What you have to do
Continue the text on hemodynamic monitoring of obstetric patients, picking up right after its last line.

Text provided
The care of obstetric patients requiring hemodynamic monitoring can be quite complex. It requires a basic understanding of pregnancy physiology, monitoring equipment, and applications of information gathered. In this chapter, we will review invasive and noninvasive hemodynamic principles provide the reader with a functional understanding of circulatory monitoring and ways to practically apply this understanding to normal and pathologic conditions in the gravid patient.
The interpretation of data gathered with hemodynamic monitoring is most useful when applied according to disease state and used to identify ominous changes before they result in clinical deterioration (Table 1-1). Responses to therapy can be closely followed with the help of hemodynamic monitoring using invasive and noninvasive techniques.
J.C. Swan and W. Ganz first introduced this technology in 1970.1 The pulmonary artery catheter (PAC) is guided into the superior vena cava (SVC) by way of the internal jugular or subclavian vein, then into the RA, with blood flow it “floats” into the RV, past the pulmonary valve into the pulmonary artery and the inflated balloon tip will end up positioned or “wedged” into a branch of the pulmonary artery. Measurements should be taken at end-expiration (Fig. 1-1).
Once “wedged”, the PAC waveform has a specific configuration, each portion relates to an action in the left atrial chamber. The “a-wave” correlates to atrial contraction, one will notice a rise in pressure on the waveform. Next is the “x-wave” which signifies atrial diastole and relaxation of the chamber in preparation for filling, one will notice a drop in pressure on the waveform. The next rise in pressure corresponds to passive left atrial filling and this is the “v-wave”. The “y-wave” denotes atrial emptying (Figs. 1-2 and 1-3).
FIGURE 1-3
Pulmonary artery catheter. (Used with permission from Sat Sharma, MD, FRCPC, St Boniface General Hospital and University of Manitoba Faculty of Medicine, published by Medscape Reference [http://emedicine.medscape.com/], 2014, available at: http://emedicine.medscape.com/article/1824547-overview.)

Available data
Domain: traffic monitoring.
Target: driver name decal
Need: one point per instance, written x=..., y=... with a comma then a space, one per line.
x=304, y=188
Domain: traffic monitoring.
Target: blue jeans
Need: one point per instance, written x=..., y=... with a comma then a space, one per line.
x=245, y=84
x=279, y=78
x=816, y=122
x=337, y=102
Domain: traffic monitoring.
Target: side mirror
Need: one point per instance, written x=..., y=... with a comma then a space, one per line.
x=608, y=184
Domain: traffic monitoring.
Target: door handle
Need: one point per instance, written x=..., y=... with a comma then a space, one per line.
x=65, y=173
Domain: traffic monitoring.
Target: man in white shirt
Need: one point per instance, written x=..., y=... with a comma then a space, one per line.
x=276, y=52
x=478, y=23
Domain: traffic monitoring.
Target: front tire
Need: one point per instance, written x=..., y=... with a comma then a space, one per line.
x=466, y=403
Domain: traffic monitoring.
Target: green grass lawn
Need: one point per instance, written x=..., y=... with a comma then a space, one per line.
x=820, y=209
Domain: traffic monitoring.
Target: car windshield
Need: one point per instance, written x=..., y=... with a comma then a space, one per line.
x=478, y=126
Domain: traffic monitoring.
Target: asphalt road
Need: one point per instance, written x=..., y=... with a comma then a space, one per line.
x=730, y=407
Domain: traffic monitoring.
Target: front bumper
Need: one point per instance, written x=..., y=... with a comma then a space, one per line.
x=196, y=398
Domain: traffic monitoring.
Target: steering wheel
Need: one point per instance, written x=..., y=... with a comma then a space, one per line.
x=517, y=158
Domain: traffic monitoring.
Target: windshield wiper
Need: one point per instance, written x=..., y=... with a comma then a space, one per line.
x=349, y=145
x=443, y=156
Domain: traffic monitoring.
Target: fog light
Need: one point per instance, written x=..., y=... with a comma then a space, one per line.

Answer area
CO is often measured with a PAC using thermodilution. A small volume of liquid with a lower temperature than the blood is injected into the PAC where a thermistor measures the change in temperature as the blood flows through the heart chambers. These temperature change measurements can be plotted on a graph and the area under the curve (AUC) is used to estimate the cardiac output (Fig. 1-4) (Table 1-2).1
| Measurement | Nonpregnant | Pregnant | Change from nonpregnant |
|---|---|---|---|
| Cardiac output, L/min | 4.3 ± 0.9 | 6.2 ± 10 | 43% |
| Heart rate, beats/min | 71 ± 10 | 83 ± 10 | 17% |
| Systemic vascular resistance, dyne · cm · sec–5 | 1530 ± 520 | 1210 ± 266 | –21% |
| Mean arterial pressure, mm Hg | 86.4 ± 7.5 | 90.3 ± 5.8 | NS |
| Pulmonary artery occlusion pressure, mm Hg | 6.3 ± 2.1 | 7.5 ± 1.8 | NS |
| Central venous pressure, mm Hg | 3.7 ± 2.6 | 3.6 ± 2.5 | NS |
| Colloid oncotic pressure, mm Hg | 20.8 ± 1.0 | 18.0 ± 1.5 | –14% |
Over the past two decades, the utility of the PAC in guiding the management of critically ill patients has been under scrutiny. Keeping in mind, outside of pregnancy, several multicenter studies have been unable to demonstrate mortality benefit with the use of a PAC at 30 days, 6 months, and 1 year in ICU and high-risk perioperative patients.1-3 Clinicians overall have become less adept at interpreting data from PAC measurements as they have been used less frequently over time. Aside from that, PAC placement is not without risk. Arrhythmias, iatrogenic pneumothorax, vascular rupture and thrombosis, valve injury, and central line blood stream infection can occur. Although the prevalence of these risks in recent literature range from 0.1% to 1.3%,4,5 the consequence of a complication can be dire.
Evidence for PAC use in pregnancy is scarce in modern literature. In obstetrics, the primary indication for invasive hemodynamic monitoring has been in women with severe preeclampsia complicated by acute kidney injury (AKI) and oliguria, as well as those with pulmonary edema where PAC has been shown to facilitate management.6 Other studies and reports have shown it to be helpful in the management of women with severe valve disease, pulmonary hypertension, cardiomyopathy, septic shock, and renal disease.7
The above said, information gathered from PAC measurements effectively provides a means to estimate the impact of the parameters that effect how well the heart pumps and the response to treatment. These parameters include: venous return/preload, peripheral resistance/afterload, heart rate, and contractility. Functionally, if one wants to determine the effect or adequacy of a volume load in patients who are fluid avid, you want to see an increase in blood pressure with a corresponding decrease in heart rate, as well as an increase in central venous pressure (CVP), pulmonary artery occlusion/wedge pressure (PAOP), stroke volume variation (SVV), and ideally cardiac output (CO).8 Those patients who respond to volume can be safely given additional boluses with a low risk of developing pulmonary edema until adequate resuscitation is determined. Keep in mind that no one variable alone is an adequate measure of volume response when looked at independently, as noted in the FACCT study.9 It is the combination of measurements and trends that are most helpful in determining volume response.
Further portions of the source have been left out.